GIVEN PASSAGE:
>>
Native Americans, Cherokee Nation react to Elizabeth Warren’s DNA test

Elizabeth Warren Takes DNA Test to Prove Native American Ancestry The results show there is "strong evidence" Warren has a Native American ancestor. She then asked President Trump about the $1 million he promised to donate to charity if she proved the claim. Trump has frequently mocked Warren's claims, often calling the Massachusetts senator "Pocahontas." When asked by reporters Monday about his reaction to Warren's DNA results, Trump said "Who Cares?"

This story has been updated. A previous version incorrectly attributed a quote to Deborah Bolnick, University of Connecticut professor and the past president of the American Association of Anthropological Genetics.

Massachusetts Sen. Elizabeth Warren’s claim to have Native American ancestry is brewing up a storm online, with many Native Americans deriding the official for mistaking DNA with identity.
<<
(Data entries)
>>
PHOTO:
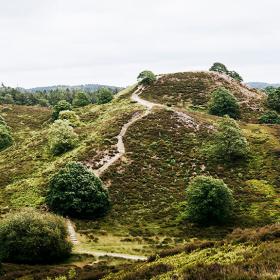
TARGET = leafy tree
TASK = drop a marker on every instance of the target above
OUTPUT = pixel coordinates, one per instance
(219, 67)
(229, 143)
(76, 191)
(146, 78)
(209, 201)
(104, 95)
(270, 117)
(33, 237)
(60, 106)
(70, 116)
(81, 99)
(223, 103)
(273, 100)
(235, 76)
(62, 137)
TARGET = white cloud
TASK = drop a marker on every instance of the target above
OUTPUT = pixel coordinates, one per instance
(86, 41)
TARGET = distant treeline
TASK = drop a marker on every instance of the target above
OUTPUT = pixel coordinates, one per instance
(45, 98)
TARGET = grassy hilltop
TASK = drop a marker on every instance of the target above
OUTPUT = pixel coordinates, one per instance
(164, 150)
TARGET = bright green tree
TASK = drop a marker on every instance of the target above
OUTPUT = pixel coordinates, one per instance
(229, 143)
(209, 201)
(222, 103)
(81, 99)
(104, 95)
(273, 100)
(60, 106)
(76, 191)
(62, 137)
(146, 77)
(33, 237)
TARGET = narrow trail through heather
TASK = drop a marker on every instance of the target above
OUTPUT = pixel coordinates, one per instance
(120, 152)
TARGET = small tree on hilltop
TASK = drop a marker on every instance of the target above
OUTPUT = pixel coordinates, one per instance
(209, 201)
(229, 143)
(104, 95)
(76, 191)
(32, 237)
(60, 106)
(146, 78)
(273, 100)
(219, 67)
(81, 99)
(62, 137)
(223, 103)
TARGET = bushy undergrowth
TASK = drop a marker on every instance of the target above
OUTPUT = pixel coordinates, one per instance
(33, 237)
(74, 190)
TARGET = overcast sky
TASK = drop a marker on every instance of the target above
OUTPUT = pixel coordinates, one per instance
(110, 41)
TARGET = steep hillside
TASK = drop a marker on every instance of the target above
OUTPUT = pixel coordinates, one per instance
(153, 140)
(193, 90)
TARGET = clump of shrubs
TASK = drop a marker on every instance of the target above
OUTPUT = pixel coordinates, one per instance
(6, 139)
(229, 143)
(62, 137)
(104, 95)
(62, 105)
(76, 191)
(70, 116)
(33, 237)
(146, 78)
(270, 117)
(223, 103)
(208, 201)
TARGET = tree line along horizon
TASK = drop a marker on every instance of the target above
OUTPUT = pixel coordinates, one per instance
(75, 191)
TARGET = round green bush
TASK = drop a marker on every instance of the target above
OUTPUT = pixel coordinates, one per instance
(60, 106)
(223, 103)
(209, 201)
(6, 139)
(146, 77)
(76, 191)
(270, 117)
(33, 237)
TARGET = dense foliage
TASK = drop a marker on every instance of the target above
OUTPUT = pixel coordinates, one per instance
(146, 77)
(229, 143)
(33, 237)
(104, 95)
(61, 137)
(209, 201)
(273, 100)
(70, 116)
(270, 117)
(81, 99)
(76, 191)
(221, 68)
(223, 103)
(6, 139)
(62, 105)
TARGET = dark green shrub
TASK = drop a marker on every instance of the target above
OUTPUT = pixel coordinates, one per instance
(270, 117)
(273, 100)
(209, 201)
(76, 191)
(229, 143)
(104, 95)
(146, 78)
(60, 106)
(6, 139)
(81, 99)
(223, 103)
(33, 237)
(62, 137)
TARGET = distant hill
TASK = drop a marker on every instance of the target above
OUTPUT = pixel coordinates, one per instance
(261, 85)
(86, 87)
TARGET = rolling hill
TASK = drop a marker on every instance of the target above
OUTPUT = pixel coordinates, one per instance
(152, 139)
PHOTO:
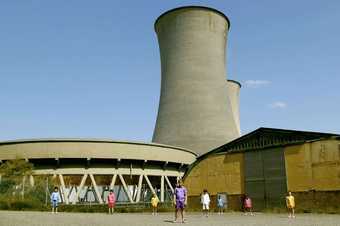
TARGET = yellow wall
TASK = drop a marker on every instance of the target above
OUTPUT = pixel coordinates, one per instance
(217, 173)
(314, 165)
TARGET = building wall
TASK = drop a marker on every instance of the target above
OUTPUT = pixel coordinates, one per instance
(313, 166)
(217, 174)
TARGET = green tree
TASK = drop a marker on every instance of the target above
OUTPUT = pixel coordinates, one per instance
(14, 173)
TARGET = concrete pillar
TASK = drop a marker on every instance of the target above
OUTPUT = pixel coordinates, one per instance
(82, 183)
(31, 180)
(125, 187)
(150, 185)
(96, 189)
(139, 189)
(162, 188)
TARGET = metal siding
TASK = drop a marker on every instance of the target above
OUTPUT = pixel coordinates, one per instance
(265, 177)
(275, 177)
(254, 179)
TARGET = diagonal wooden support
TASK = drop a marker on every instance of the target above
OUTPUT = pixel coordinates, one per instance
(31, 180)
(125, 187)
(169, 184)
(139, 189)
(96, 189)
(150, 185)
(82, 183)
(63, 188)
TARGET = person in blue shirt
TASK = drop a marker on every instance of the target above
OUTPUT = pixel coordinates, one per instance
(55, 198)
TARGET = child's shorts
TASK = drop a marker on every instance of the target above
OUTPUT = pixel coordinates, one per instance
(55, 203)
(205, 206)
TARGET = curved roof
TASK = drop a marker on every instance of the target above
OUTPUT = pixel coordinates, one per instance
(93, 148)
(193, 7)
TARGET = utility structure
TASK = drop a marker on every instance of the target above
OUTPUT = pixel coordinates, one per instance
(195, 107)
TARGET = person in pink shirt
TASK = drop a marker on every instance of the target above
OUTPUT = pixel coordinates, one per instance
(111, 200)
(247, 204)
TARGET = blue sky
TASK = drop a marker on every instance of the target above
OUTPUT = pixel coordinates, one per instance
(92, 68)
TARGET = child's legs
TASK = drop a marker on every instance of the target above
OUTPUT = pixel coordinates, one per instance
(182, 213)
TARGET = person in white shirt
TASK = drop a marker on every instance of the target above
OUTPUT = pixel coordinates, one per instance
(205, 200)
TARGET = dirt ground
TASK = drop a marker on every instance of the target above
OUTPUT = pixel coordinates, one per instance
(11, 218)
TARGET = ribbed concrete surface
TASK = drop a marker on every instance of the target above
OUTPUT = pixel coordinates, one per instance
(194, 109)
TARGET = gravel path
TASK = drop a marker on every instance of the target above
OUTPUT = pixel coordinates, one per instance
(9, 218)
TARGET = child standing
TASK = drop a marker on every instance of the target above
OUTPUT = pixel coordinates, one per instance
(248, 205)
(220, 204)
(55, 198)
(205, 200)
(111, 200)
(180, 200)
(154, 204)
(290, 202)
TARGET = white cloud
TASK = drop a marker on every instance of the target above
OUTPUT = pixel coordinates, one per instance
(278, 104)
(256, 83)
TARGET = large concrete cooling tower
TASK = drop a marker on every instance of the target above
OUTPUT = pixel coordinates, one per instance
(234, 97)
(194, 108)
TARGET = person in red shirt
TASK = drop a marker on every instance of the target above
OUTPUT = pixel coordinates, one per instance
(111, 200)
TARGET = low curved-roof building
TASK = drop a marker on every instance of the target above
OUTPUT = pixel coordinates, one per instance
(96, 165)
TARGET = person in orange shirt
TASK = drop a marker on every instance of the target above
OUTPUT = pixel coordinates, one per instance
(290, 202)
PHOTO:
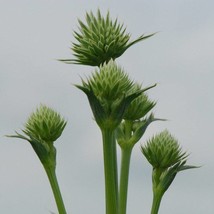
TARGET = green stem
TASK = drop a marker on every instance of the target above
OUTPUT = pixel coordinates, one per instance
(55, 188)
(110, 169)
(157, 191)
(124, 178)
(156, 202)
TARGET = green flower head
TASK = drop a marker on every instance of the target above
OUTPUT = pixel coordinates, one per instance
(163, 151)
(110, 82)
(43, 127)
(99, 40)
(44, 124)
(139, 107)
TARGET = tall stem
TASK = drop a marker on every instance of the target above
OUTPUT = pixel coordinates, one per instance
(156, 202)
(157, 191)
(110, 169)
(124, 178)
(55, 188)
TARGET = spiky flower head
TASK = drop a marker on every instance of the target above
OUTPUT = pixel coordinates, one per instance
(139, 107)
(108, 93)
(44, 124)
(163, 151)
(110, 82)
(99, 40)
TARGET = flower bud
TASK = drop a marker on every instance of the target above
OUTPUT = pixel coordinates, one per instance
(163, 151)
(44, 124)
(99, 40)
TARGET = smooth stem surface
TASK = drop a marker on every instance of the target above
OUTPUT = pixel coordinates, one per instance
(124, 179)
(56, 190)
(110, 169)
(156, 202)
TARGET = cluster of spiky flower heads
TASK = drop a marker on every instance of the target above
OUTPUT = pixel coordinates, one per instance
(140, 106)
(100, 39)
(44, 124)
(163, 151)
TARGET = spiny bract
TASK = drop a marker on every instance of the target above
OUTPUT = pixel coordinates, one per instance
(163, 151)
(110, 82)
(99, 40)
(44, 124)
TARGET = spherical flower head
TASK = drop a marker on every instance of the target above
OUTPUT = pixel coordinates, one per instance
(163, 151)
(110, 83)
(139, 107)
(99, 40)
(44, 124)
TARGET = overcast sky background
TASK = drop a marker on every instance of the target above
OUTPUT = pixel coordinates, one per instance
(179, 58)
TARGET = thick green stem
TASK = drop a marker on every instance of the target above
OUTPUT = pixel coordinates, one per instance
(55, 188)
(156, 202)
(124, 178)
(110, 169)
(157, 191)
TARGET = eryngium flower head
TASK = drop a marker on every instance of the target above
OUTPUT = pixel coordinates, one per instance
(107, 91)
(110, 82)
(44, 124)
(139, 107)
(163, 151)
(99, 40)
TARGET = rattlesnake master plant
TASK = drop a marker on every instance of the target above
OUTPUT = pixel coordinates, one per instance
(45, 124)
(43, 127)
(167, 158)
(99, 40)
(109, 91)
(163, 151)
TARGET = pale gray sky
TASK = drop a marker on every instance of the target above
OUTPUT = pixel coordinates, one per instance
(179, 58)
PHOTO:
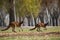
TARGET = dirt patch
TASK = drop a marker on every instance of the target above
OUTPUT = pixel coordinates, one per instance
(30, 34)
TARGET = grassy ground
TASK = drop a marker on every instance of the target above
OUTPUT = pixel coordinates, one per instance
(46, 37)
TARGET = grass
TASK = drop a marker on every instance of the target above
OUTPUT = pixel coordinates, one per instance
(46, 37)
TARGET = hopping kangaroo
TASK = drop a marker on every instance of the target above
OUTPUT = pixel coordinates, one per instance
(39, 25)
(13, 25)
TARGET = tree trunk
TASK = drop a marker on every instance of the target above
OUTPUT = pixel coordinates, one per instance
(28, 21)
(35, 20)
(11, 12)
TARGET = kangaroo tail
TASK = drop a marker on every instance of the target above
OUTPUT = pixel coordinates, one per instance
(6, 28)
(33, 28)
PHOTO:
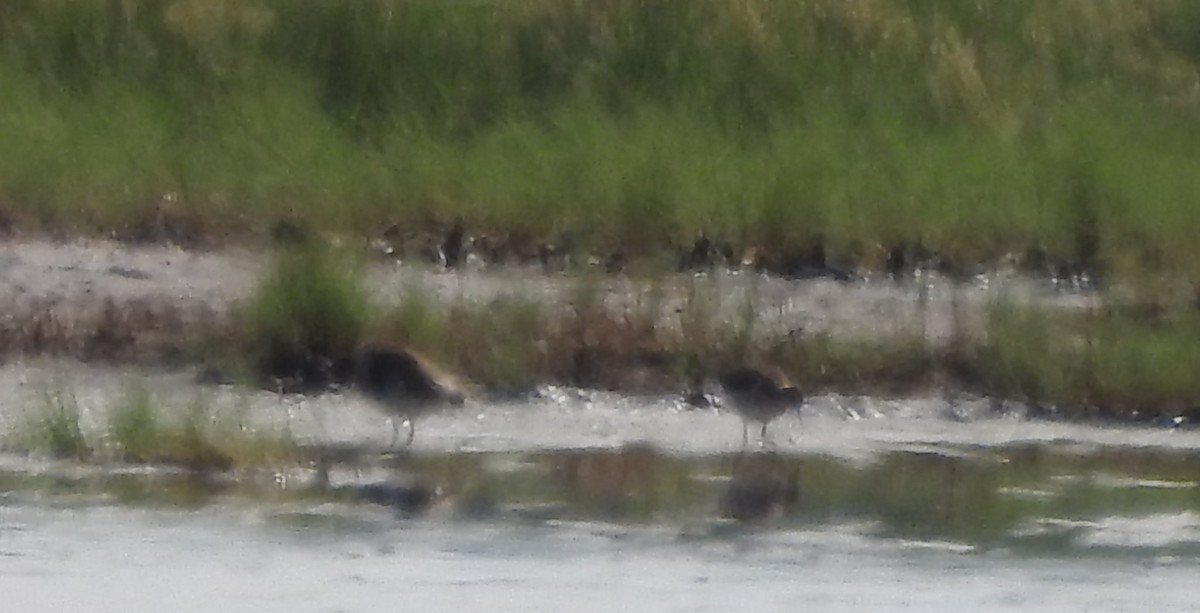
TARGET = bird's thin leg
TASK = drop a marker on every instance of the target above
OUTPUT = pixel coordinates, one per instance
(395, 432)
(762, 437)
(412, 432)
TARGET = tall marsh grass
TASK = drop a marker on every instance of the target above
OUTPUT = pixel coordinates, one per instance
(1063, 130)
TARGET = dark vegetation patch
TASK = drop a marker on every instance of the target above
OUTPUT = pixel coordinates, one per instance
(310, 312)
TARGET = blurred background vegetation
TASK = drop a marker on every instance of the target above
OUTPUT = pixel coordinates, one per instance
(1060, 132)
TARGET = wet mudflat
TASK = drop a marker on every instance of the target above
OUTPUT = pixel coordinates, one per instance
(594, 502)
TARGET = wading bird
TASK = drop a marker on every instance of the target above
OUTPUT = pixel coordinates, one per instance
(757, 396)
(403, 384)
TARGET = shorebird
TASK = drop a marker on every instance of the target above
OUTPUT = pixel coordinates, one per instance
(403, 384)
(757, 396)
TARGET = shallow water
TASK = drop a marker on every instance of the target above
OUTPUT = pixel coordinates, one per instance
(592, 502)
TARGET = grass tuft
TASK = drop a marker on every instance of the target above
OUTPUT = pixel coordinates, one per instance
(309, 312)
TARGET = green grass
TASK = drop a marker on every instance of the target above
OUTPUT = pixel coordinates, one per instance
(55, 427)
(309, 312)
(143, 427)
(1066, 130)
(1111, 361)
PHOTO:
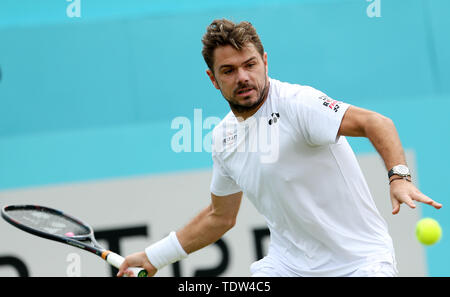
<<
SET OF TASKS:
a) In the article on Elizabeth Warren's DNA test, what did Trump say when reporters asked him Monday about Warren's DNA results?
b) Copy word for word everything in the article on Elizabeth Warren's DNA test from "Elizabeth Warren Takes" down to "of Anthropological Genetics.".
c) Write the next part of the article on Elizabeth Warren's DNA test, starting after its final sentence.

ANSWERS FOR THIS EXERCISE:
a) He said "Who Cares?"

b)
Elizabeth Warren Takes DNA Test to Prove Native American Ancestry The results show there is "strong evidence" Warren has a Native American ancestor. She then asked President Trump about the $1 million he promised to donate to charity if she proved the claim. Trump has frequently mocked Warren's claims, often calling the Massachusetts senator "Pocahontas." When asked by reporters Monday about his reaction to Warren's DNA results, Trump said "Who Cares?"

This story has been updated. A previous version incorrectly attributed a quote to Deborah Bolnick, University of Connecticut professor and the past president of the American Association of Anthropological Genetics.

c)
» RELATED: Trump tells Warren he'll honor $1 million bet on her Native ancestry if he 'can test her personally'

The subject dates back to the 1980s when Warren indicated she had distant Native American ancestors on law school faculty forms, but no documentation supporting her claims. After years of jabs from President Donald Trump, who nicknamed Warren “Pocahontas” in 2016 and said she has as much Native American blood as he did (none), Warren released a DNA report on her roots Monday.


"The results strongly support the existence of an unadmixed Native American ancestor in the individual's pedigree, likely in the range of 6-10 generations ago," Stanford University biomedical data science professor Carlos Bustamante, who analyzed Warren's DNA, told Politifact.

» RELATED: Trump says Warren being 'slammed' over DNA test

Warren promoted the results of the DNA test in a short video.

“A DNA test does not make you Native!” Twitter user Emilio Reyes, who identifies as a Xicano, wrote. Others echoed Reyes’ sentiments.

"Why didn't she say anything about the literal attacks on human rights and treaty violations during our fight against the Dakota Access Pipeline in North Dakota in 2016?"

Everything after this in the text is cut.